Substitute "frozen pond" for "snow-covered field" throughout the items below and write them out again with everything else unchanged. Leave the pictures out of your answer.

■ Dataset entries:
· · · · ·

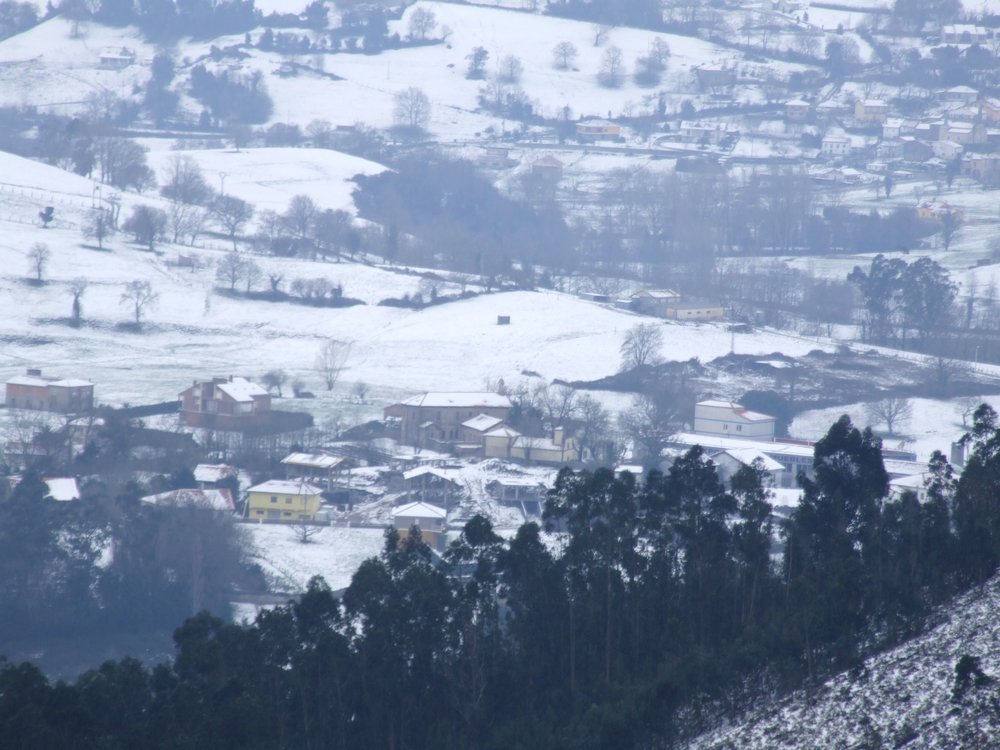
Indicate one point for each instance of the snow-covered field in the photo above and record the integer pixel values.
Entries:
(900, 698)
(269, 178)
(334, 553)
(933, 424)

· · · · ·

■ Response below:
Indicate one point for each instance of the frozen pond in the photo above and record the integer pixel values.
Entries:
(900, 698)
(269, 178)
(334, 553)
(933, 424)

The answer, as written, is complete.